Repeat each line, word for word, from the one containing "Every instance of the plaster" through the last line of the entries, and include no other output.

» **AVAILABLE DATA**
========================================================================

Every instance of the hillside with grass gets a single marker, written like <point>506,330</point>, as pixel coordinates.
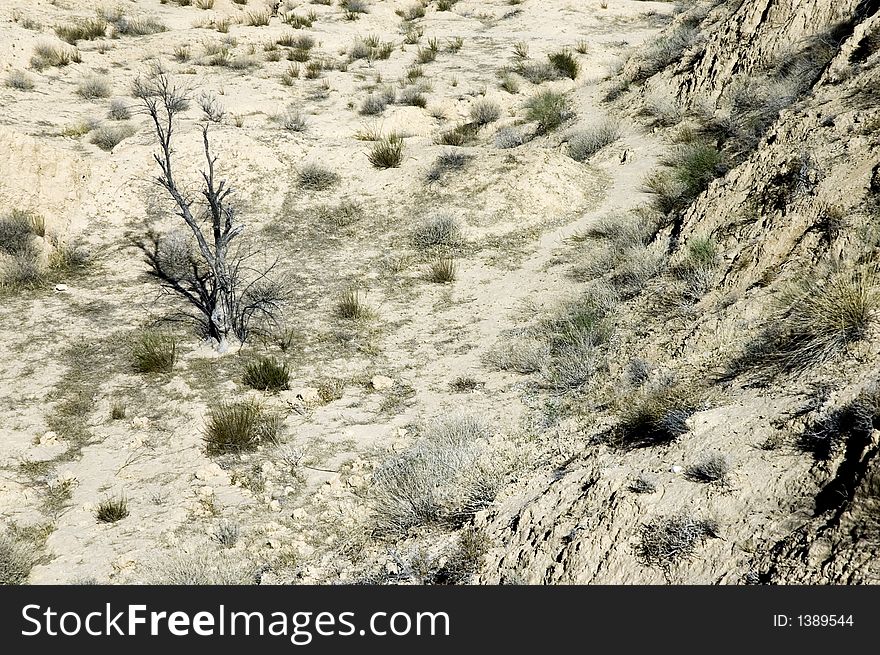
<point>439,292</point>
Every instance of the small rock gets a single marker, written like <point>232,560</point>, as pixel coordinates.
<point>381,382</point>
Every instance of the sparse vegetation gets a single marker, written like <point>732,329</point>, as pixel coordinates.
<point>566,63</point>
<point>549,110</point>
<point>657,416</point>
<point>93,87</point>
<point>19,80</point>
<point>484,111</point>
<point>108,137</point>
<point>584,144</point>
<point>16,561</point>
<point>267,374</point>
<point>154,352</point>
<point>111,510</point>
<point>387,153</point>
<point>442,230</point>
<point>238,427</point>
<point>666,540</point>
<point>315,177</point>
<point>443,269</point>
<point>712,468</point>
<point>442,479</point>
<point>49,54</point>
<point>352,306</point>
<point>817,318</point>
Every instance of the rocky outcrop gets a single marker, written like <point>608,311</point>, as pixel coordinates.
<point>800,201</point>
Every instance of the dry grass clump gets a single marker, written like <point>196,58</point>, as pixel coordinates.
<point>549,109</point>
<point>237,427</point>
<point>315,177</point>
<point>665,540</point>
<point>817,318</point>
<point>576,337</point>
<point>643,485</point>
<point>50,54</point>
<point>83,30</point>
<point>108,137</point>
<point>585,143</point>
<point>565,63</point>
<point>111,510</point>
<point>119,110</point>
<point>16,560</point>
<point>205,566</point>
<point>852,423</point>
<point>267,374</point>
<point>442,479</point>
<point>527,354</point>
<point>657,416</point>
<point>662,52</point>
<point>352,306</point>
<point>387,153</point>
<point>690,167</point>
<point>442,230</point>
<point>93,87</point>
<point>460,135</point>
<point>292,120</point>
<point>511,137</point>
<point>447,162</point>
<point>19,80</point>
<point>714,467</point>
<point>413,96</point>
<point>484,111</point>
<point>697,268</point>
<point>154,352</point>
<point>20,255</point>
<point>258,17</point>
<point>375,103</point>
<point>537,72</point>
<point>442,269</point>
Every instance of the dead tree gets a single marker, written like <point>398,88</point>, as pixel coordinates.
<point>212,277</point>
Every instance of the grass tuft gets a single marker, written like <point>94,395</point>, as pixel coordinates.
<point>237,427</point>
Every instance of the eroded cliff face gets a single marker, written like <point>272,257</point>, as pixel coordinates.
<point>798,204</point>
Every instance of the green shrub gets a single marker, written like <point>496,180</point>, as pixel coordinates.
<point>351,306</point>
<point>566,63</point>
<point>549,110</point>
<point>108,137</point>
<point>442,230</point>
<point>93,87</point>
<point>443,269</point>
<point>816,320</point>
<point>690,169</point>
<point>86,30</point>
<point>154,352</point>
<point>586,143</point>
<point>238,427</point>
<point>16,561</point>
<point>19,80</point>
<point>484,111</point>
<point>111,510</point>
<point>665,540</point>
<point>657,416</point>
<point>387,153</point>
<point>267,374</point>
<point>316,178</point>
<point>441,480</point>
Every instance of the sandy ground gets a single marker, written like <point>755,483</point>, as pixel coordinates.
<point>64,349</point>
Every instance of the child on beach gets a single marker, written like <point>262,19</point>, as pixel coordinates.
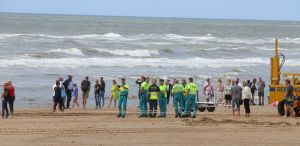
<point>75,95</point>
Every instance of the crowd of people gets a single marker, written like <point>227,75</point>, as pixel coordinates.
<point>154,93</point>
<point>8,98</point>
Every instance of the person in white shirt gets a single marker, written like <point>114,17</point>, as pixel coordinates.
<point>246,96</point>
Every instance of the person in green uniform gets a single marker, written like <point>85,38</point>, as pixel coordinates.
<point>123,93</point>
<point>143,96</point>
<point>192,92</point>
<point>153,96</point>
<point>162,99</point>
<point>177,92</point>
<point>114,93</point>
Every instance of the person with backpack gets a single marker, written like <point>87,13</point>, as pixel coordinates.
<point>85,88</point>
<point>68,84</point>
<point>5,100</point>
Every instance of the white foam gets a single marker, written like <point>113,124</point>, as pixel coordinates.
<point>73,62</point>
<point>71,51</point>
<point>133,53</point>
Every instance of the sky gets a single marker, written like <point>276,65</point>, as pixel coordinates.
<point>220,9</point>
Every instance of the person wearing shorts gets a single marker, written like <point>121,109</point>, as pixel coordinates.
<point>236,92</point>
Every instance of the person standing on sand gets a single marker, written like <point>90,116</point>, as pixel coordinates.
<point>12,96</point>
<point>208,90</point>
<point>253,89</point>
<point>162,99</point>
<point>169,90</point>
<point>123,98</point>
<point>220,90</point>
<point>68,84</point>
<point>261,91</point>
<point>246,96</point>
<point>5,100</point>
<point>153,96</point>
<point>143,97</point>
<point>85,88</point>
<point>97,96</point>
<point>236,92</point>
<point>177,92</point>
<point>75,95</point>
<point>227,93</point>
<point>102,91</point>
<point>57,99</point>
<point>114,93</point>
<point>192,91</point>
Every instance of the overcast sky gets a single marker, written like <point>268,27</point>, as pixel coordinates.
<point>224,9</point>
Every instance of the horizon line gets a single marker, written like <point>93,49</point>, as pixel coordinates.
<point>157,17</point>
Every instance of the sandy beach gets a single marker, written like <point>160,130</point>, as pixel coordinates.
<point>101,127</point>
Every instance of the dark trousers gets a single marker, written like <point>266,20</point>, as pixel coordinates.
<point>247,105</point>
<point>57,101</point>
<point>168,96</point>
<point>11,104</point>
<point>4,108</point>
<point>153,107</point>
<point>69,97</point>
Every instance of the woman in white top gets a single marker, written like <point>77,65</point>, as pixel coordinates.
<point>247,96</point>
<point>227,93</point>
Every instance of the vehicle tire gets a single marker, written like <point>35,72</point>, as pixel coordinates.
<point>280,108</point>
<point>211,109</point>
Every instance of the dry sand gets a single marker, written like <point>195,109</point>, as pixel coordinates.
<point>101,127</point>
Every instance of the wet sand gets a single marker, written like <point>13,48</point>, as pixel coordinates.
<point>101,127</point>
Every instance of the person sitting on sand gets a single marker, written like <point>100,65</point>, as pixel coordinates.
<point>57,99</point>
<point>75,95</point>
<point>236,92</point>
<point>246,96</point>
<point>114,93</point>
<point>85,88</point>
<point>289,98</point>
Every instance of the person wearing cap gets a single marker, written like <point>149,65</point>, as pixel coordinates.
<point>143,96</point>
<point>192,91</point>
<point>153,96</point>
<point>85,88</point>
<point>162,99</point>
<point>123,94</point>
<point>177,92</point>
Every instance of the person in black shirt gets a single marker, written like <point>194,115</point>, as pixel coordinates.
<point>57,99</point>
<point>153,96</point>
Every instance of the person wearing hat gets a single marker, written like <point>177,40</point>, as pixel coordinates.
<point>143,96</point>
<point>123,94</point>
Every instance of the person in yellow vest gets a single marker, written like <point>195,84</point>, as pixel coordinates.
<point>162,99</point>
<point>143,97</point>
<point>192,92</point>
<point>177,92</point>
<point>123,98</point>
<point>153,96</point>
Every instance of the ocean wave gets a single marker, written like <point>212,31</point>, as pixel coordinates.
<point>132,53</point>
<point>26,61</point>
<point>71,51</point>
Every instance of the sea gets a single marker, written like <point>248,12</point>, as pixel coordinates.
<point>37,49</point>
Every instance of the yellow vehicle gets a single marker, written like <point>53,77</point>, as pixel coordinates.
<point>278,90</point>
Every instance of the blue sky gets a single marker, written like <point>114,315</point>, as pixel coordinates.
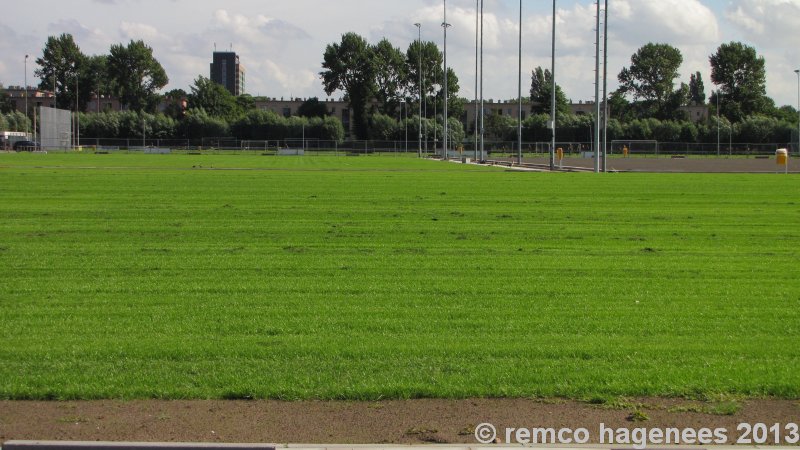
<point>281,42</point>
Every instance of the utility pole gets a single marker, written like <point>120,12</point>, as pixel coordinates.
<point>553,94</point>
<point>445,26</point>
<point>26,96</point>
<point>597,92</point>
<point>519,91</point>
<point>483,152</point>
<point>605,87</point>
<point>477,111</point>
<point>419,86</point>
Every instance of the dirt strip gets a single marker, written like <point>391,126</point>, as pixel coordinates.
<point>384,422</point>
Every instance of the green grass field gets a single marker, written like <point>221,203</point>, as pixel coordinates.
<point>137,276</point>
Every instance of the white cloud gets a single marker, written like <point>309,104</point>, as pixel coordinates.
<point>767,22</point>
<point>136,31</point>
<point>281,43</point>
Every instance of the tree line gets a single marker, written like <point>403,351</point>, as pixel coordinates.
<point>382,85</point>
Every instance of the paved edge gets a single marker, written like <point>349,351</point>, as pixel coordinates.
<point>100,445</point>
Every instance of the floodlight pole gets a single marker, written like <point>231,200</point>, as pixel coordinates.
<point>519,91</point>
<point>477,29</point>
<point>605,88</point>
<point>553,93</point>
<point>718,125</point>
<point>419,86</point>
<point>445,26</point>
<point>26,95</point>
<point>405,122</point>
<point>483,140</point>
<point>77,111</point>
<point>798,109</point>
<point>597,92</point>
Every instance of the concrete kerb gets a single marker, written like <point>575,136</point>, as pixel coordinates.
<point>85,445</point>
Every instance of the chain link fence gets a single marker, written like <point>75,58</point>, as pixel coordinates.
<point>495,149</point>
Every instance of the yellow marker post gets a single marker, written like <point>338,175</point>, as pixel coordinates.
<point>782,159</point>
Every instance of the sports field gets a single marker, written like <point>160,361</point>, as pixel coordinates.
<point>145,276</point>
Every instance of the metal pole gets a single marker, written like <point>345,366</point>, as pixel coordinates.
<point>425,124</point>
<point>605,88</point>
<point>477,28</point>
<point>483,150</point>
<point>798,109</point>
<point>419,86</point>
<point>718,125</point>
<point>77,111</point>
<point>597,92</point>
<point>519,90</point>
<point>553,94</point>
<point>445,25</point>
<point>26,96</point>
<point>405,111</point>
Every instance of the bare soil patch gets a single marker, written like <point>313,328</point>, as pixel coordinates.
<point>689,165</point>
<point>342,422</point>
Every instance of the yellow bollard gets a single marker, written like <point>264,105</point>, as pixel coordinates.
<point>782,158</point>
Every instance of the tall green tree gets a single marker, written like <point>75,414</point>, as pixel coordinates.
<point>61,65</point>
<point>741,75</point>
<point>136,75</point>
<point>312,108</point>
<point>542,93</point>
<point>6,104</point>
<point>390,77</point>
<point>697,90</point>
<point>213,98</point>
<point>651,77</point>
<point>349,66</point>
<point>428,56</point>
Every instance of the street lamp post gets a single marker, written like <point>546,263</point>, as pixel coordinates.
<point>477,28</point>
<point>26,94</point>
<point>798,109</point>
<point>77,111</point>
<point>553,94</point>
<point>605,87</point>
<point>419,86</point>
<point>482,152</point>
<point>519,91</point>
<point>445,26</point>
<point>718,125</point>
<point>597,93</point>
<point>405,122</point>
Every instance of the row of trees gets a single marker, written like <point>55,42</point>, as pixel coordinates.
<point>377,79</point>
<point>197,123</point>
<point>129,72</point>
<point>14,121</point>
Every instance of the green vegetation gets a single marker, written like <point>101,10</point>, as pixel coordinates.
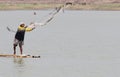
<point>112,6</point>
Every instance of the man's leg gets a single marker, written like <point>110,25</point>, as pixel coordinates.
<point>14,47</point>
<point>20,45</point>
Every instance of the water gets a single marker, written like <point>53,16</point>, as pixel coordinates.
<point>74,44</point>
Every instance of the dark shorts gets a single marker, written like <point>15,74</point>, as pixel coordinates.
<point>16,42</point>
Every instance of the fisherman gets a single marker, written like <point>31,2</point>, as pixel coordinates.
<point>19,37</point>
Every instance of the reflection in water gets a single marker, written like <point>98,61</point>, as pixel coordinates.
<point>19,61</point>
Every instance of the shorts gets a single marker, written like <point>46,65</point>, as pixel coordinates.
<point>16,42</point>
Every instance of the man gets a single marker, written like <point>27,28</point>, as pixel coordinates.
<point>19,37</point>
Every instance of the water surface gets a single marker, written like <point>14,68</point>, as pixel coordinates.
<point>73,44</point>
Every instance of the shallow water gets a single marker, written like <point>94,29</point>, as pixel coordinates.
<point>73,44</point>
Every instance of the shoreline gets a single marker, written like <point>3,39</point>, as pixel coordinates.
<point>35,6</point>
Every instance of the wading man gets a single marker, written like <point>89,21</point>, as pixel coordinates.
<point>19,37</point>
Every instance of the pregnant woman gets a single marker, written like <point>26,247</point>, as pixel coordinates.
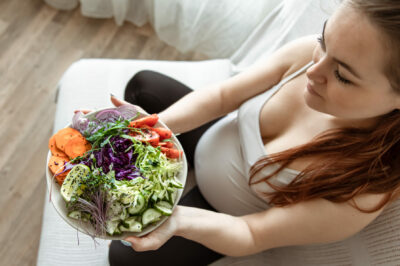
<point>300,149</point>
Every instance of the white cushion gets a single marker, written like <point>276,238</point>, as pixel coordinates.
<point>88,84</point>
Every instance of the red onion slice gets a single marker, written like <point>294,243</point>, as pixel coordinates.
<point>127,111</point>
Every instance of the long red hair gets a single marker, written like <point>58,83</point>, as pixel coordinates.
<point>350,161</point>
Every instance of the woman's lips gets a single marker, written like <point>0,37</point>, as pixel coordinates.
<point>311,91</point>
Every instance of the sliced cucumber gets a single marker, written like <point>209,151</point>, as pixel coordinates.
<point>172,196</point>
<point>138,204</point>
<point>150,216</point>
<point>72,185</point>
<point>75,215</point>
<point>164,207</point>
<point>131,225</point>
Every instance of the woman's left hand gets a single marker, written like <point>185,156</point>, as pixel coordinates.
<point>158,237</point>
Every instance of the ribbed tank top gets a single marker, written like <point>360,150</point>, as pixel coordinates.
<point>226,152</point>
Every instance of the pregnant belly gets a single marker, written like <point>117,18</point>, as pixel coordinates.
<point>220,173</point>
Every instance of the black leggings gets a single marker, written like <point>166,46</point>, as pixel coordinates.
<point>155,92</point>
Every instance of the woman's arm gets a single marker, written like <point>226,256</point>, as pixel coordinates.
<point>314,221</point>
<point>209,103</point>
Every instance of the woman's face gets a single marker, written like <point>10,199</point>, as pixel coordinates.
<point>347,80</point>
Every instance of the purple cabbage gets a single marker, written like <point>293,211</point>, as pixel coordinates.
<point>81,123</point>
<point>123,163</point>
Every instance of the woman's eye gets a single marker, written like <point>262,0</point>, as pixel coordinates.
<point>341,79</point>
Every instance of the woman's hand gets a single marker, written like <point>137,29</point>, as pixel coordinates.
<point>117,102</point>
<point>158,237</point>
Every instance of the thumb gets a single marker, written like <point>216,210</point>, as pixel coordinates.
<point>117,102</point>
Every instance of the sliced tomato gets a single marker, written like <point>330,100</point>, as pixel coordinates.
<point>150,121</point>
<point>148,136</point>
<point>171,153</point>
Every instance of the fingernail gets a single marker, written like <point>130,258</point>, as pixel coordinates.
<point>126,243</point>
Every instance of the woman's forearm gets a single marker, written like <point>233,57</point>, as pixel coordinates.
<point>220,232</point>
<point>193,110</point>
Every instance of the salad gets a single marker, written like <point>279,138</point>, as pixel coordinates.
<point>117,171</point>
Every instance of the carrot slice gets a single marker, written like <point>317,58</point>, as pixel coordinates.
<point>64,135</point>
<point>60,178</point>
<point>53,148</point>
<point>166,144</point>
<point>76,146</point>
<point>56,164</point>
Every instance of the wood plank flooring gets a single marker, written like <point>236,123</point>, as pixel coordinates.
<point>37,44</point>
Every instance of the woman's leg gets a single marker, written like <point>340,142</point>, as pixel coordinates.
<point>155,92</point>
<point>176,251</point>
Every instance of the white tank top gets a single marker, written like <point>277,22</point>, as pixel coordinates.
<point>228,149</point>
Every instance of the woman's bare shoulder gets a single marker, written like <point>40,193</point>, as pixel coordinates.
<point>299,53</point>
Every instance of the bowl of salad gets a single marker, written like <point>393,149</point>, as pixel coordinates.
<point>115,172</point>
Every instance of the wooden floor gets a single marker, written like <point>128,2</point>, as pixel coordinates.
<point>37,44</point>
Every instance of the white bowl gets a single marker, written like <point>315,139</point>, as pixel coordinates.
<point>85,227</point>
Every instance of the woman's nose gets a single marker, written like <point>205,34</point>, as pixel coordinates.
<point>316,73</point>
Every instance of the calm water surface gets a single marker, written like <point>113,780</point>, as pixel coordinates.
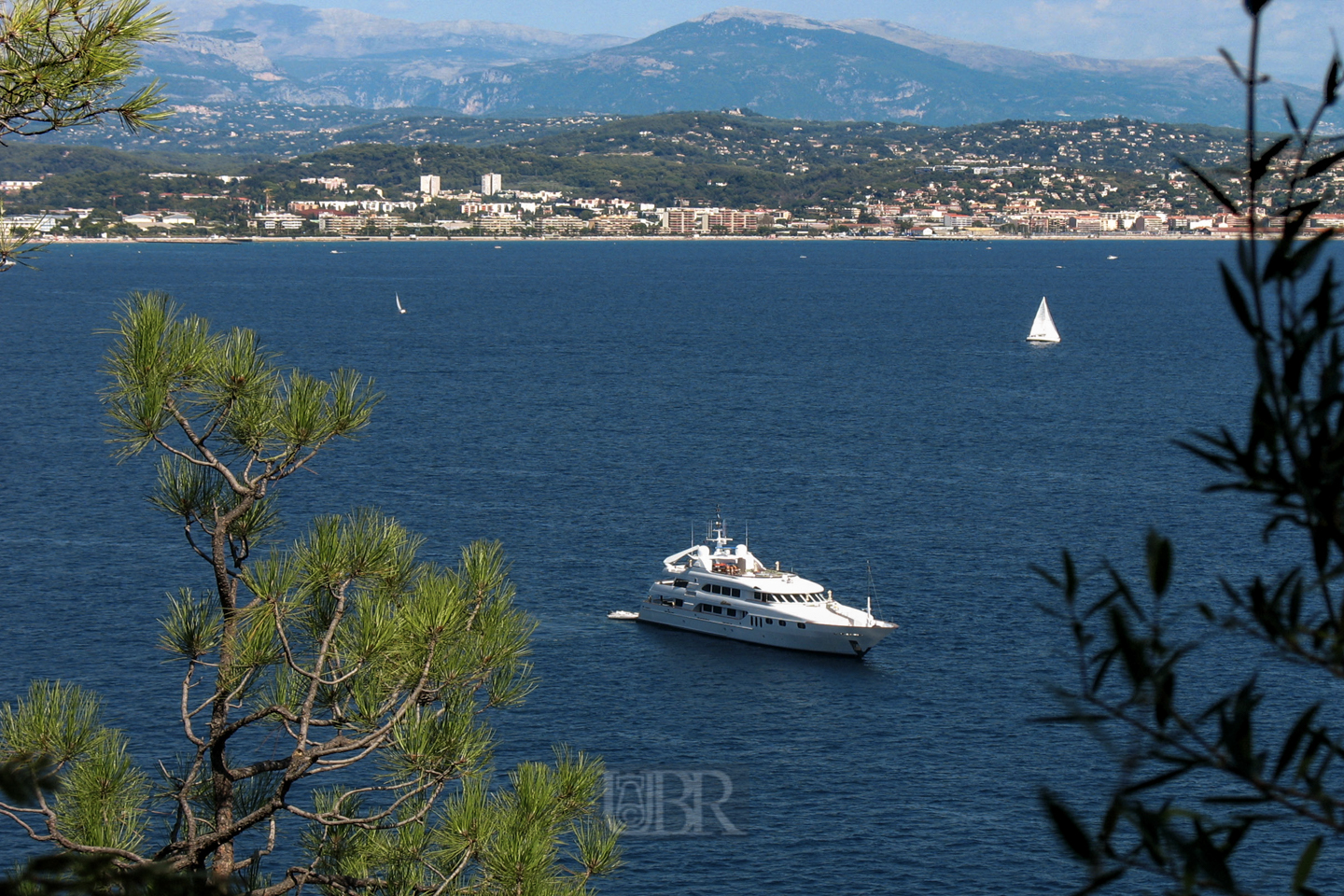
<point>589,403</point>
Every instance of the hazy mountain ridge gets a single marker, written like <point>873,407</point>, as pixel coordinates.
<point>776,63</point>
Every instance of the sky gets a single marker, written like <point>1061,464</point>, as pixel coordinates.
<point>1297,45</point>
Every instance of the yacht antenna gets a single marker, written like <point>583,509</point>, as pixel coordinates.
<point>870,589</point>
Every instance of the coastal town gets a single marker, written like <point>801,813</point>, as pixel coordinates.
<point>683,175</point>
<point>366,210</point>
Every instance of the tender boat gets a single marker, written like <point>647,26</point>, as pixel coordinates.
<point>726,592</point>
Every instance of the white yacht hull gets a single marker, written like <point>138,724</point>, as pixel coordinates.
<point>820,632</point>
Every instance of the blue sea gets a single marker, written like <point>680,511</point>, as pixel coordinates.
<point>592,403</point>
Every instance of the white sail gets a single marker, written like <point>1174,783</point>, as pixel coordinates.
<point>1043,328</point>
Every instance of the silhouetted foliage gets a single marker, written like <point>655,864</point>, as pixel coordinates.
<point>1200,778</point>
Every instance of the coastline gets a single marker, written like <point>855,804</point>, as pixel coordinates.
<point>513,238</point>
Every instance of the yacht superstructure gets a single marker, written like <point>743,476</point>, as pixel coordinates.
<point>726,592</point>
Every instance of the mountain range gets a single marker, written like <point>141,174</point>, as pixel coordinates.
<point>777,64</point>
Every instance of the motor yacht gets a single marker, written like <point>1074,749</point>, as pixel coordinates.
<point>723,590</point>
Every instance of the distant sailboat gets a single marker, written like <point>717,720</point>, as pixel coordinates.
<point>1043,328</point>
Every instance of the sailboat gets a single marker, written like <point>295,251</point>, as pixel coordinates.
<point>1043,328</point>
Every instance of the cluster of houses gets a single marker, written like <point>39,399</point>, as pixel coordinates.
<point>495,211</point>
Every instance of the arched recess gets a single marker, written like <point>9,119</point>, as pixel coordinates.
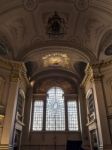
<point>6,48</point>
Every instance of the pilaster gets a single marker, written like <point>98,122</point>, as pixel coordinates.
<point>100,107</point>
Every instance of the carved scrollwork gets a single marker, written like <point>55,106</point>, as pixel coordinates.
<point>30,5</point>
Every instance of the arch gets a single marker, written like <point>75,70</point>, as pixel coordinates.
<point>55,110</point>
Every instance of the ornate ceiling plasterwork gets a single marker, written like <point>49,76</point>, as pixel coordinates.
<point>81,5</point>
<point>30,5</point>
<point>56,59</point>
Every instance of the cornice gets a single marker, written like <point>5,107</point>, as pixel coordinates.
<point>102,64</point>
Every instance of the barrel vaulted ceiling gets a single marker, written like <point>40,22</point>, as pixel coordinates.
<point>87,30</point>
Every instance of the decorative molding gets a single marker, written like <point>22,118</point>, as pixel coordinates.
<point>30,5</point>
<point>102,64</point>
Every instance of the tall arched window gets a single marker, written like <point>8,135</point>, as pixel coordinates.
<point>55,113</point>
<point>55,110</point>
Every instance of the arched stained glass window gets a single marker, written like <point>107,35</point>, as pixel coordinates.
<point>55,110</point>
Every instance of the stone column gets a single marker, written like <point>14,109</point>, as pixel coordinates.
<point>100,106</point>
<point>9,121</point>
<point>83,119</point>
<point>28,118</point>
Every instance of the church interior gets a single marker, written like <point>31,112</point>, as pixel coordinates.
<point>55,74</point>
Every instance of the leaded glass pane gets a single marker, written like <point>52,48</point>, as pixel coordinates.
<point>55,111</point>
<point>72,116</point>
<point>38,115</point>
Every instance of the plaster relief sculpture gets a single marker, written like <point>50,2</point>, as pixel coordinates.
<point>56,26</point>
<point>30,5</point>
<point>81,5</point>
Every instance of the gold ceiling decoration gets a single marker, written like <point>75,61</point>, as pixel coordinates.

========================================================================

» **SOLUTION FOR THIS TASK**
Every instance of the plaster relief sculpture gets a single marker, written like <point>50,2</point>, as pixel coordinates.
<point>56,26</point>
<point>30,5</point>
<point>81,5</point>
Every instance of the gold ceiling decoration gets a single marker, written like <point>75,61</point>, as pixel coordinates.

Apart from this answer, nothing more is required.